Consigne de l'exercice.
Recopiez mot pour mot le passage de l'extrait sur Zola et la médecine, de « Dans cette immense » à « d'un monde meilleur. ».

Extrait.
****

Disparu il y a tout juste cent ans, Emile Zola observa avec un regard clinique la médecine de son temps. Les maladies dont souffrent ses personnages révèlent celles de la société tout entière, et lui permettent d'exorciser ses propres angoisses. Zola est en effet, surtout dans la première moitié de sa vie, un malade imaginaire torturé en permanence par la crainte de la mort.
Le second Empire vu par un « grand malade » bien portant
Sous-titrés « Histoire naturelle et sociale d'une famille sous le second Empire » et rédigés de 1869 à 1893, les vingt volumes des Rougon-Macquart illustrent la décomposition d'une société malade, à laquelle la guerre de 1870 donnera le coup de grâce. Très symboliquement, Nana, fille de Gervaise et prostituée mondaine, est emportée par la variole le premier jour du conflit.
Dans cette immense fresque où la classe ouvrière s'abrutit par l'alcool pendant que les spéculateurs en Bourse perdent la raison et que les politiciens se noient dans leurs intrigues, le destin prend les traits grimaçants du crime de sang, de la phtisie et de l'apoplexie. L'hérédité et la dégénérescence tiennent la barre de ce navire en perdition, et ce n'est que vers la fin de sa vie que Zola laisse l'espoir illuminer son uvre, au moment où les progrès médicaux annoncent l'aube d'un monde meilleur.

****

Matériel d'étude.
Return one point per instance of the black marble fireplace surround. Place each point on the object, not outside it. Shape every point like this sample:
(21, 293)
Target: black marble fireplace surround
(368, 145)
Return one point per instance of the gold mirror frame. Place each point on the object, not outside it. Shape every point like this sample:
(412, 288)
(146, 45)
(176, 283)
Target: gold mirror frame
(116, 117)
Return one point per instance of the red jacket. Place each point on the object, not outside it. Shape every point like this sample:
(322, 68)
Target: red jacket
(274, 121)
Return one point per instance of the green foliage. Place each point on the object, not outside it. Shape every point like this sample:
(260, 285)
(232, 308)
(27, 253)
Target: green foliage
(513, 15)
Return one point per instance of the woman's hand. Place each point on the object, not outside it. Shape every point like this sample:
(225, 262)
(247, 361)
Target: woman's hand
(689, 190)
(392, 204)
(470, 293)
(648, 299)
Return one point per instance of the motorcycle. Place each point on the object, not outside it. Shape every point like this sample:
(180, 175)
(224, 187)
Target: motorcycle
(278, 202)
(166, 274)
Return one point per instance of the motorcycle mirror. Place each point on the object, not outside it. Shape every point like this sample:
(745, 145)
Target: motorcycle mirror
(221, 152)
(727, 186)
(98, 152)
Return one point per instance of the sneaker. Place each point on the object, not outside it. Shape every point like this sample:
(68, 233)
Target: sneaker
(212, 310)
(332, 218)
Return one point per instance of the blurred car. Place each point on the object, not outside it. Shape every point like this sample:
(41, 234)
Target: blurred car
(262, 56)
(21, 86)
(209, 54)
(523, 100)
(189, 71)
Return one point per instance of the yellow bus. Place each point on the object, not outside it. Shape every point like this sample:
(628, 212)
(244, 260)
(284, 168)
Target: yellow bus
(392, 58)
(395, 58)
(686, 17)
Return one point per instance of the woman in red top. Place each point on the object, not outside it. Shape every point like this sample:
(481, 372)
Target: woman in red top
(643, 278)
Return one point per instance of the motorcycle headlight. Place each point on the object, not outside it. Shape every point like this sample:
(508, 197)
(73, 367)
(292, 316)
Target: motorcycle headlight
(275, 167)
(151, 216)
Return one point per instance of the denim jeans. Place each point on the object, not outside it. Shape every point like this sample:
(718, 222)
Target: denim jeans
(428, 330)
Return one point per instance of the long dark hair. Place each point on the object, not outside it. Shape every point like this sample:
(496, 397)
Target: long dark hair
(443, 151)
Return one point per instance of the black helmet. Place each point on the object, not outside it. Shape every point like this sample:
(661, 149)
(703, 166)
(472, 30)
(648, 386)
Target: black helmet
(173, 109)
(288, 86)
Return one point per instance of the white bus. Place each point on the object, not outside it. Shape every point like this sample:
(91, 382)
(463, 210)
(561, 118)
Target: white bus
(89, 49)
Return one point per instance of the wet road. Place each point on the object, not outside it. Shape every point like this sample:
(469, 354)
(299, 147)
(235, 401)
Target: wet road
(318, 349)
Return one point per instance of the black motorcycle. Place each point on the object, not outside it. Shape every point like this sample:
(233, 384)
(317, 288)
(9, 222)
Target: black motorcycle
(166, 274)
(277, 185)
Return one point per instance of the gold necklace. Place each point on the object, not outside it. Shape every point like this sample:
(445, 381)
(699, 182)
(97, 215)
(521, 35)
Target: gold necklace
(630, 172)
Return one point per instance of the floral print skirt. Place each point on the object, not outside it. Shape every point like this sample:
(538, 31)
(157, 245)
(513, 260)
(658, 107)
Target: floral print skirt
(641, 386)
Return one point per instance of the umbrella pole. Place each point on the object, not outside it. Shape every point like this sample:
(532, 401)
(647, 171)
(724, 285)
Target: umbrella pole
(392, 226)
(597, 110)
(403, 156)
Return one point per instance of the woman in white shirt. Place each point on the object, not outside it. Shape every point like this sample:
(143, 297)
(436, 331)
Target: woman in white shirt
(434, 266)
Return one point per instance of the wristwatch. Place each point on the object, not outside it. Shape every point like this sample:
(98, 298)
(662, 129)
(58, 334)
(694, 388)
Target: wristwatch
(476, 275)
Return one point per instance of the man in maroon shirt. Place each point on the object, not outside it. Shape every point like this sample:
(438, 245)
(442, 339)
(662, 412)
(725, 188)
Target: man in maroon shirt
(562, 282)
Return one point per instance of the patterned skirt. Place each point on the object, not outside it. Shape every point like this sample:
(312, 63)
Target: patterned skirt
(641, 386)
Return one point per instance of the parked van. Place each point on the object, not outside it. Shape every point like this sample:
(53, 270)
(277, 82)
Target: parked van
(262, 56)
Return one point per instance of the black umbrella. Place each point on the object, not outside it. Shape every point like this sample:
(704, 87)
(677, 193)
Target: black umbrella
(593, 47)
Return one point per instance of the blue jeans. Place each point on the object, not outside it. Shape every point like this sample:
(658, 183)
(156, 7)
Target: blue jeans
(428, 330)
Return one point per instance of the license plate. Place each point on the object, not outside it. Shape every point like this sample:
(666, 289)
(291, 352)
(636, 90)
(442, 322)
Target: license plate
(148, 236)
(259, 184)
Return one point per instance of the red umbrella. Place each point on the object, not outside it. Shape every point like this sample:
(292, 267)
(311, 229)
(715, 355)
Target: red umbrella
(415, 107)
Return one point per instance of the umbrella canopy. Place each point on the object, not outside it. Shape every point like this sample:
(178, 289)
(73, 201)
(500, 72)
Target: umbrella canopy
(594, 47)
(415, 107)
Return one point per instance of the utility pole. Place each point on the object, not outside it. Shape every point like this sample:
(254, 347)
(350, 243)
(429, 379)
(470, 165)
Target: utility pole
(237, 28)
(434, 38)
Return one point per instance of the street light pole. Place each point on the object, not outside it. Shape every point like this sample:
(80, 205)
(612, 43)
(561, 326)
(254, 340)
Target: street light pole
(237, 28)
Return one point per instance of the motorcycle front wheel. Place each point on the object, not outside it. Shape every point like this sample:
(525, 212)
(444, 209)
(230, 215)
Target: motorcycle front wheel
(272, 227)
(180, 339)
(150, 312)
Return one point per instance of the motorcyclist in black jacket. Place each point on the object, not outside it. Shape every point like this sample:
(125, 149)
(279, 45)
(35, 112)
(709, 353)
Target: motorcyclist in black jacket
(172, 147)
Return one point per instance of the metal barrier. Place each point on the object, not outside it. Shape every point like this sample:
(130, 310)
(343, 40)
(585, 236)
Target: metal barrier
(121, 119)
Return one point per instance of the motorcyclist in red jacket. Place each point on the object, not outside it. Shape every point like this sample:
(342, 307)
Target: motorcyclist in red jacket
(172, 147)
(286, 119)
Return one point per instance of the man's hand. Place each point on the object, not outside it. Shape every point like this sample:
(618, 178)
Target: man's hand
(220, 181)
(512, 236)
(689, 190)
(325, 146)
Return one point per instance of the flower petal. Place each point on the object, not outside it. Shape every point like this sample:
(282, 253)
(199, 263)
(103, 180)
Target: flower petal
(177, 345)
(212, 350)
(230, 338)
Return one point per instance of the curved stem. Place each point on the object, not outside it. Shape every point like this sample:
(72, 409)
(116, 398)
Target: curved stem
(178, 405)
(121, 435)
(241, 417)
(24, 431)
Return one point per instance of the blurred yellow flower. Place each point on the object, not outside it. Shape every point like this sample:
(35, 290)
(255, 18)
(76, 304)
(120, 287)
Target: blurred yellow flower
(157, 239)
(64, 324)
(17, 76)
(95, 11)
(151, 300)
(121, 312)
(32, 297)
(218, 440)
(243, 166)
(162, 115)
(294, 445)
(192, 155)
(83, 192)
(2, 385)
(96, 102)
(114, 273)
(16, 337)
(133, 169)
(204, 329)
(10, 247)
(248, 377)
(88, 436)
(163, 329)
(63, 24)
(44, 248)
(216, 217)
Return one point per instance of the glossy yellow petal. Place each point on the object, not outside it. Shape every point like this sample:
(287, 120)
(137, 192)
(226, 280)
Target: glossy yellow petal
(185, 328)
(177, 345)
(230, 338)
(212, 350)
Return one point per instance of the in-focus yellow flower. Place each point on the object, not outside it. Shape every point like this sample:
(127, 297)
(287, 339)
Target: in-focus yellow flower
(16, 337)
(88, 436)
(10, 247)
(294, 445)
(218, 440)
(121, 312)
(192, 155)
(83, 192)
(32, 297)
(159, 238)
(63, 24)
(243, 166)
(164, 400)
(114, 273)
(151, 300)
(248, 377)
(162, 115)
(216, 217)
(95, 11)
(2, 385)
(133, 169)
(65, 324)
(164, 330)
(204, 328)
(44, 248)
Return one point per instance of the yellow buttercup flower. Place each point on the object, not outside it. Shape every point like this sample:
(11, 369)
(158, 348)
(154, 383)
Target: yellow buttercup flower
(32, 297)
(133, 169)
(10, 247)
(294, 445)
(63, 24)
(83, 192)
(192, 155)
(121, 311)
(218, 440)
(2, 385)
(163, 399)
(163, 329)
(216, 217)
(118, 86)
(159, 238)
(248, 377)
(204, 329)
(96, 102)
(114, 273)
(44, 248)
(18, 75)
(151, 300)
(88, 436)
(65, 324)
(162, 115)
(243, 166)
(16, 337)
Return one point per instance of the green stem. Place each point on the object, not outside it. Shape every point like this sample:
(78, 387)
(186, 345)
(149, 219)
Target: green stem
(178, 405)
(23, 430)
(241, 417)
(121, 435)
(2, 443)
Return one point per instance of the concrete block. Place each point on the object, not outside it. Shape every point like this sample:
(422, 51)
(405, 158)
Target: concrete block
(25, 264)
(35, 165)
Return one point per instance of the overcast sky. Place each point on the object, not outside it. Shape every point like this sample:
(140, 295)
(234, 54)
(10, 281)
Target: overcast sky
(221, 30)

****

Corrigé détaillé.
Dans cette immense fresque où la classe ouvrière s'abrutit par l'alcool pendant que les spéculateurs en Bourse perdent la raison et que les politiciens se noient dans leurs intrigues, le destin prend les traits grimaçants du crime de sang, de la phtisie et de l'apoplexie. L'hérédité et la dégénérescence tiennent la barre de ce navire en perdition, et ce n'est que vers la fin de sa vie que Zola laisse l'espoir illuminer son uvre, au moment où les progrès médicaux annoncent l'aube d'un monde meilleur.